### Set exercise
Shift every bounding box coordinate in the data below by adding 125 to it. Write out all the lines again, wording included, but leave out the pictures.

Recorded data
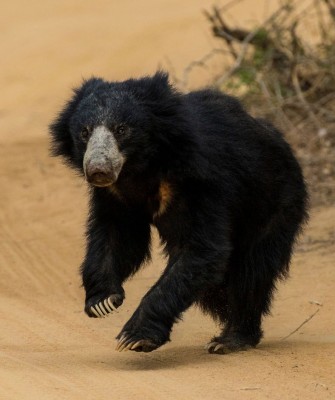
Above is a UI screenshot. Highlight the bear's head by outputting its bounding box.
[50,72,192,186]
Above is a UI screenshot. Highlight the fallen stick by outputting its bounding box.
[281,308,320,340]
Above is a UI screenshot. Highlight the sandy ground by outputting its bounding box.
[0,0,335,400]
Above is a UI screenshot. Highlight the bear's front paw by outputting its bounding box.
[115,332,165,353]
[85,294,124,318]
[116,309,170,353]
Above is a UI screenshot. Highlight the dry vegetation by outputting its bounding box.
[178,0,335,204]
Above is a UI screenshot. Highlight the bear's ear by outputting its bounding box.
[49,78,104,164]
[125,71,176,104]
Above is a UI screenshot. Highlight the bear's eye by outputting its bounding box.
[80,127,90,143]
[116,125,127,135]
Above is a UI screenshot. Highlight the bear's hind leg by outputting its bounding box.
[206,230,295,354]
[198,280,262,354]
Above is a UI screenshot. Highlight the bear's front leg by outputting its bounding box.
[81,189,150,318]
[116,250,228,352]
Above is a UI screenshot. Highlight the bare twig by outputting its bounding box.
[281,308,320,340]
[177,49,227,90]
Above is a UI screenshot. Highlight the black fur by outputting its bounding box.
[51,73,307,353]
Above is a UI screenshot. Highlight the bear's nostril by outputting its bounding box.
[91,172,108,182]
[86,171,114,186]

### Task response
Above is a UI screenshot. Highlight the bear's head by outputting its bounding box.
[175,197,317,311]
Above is a UI screenshot. Highlight the fallen stick by outputting its bounding box.
[406,433,445,465]
Above is a UI screenshot. Highlight the sandy ground by outputting its bounding box.
[125,125,460,525]
Above is a UI screenshot. Highlight the bear's front paw by outputting its bounding box.
[240,457,290,478]
[210,419,249,443]
[241,434,295,478]
Above is a UI screenshot. Highlight the dry vegetation by outputting its bounding box.
[303,125,460,329]
Above is a UI screenshot. Highlight the bear's ear by outputting its bounding box.
[174,203,229,289]
[250,196,301,229]
Above is a UI screenshot. Highlight the bear's eye by outputting its bounding box.
[205,252,215,268]
[241,250,252,260]
Above is a UI screenshot. Highlight the bear's hind leg by outputting its bounding box.
[331,355,420,479]
[323,405,387,479]
Above is a UI screenshot. Highlight the bear's front leg by outputting its bounding box.
[206,314,275,443]
[241,375,353,477]
Above is a UI screenshot. Highlight the bare twig by outputting its bounding box.
[406,433,445,465]
[302,174,352,215]
Above is a UI screenshot. Highlight the black fur by outputting its bounding box.
[176,198,432,478]
Above is a UI screenshot. Highlight the bear's nostril by outputting its bounding box.
[216,297,233,307]
[211,296,239,311]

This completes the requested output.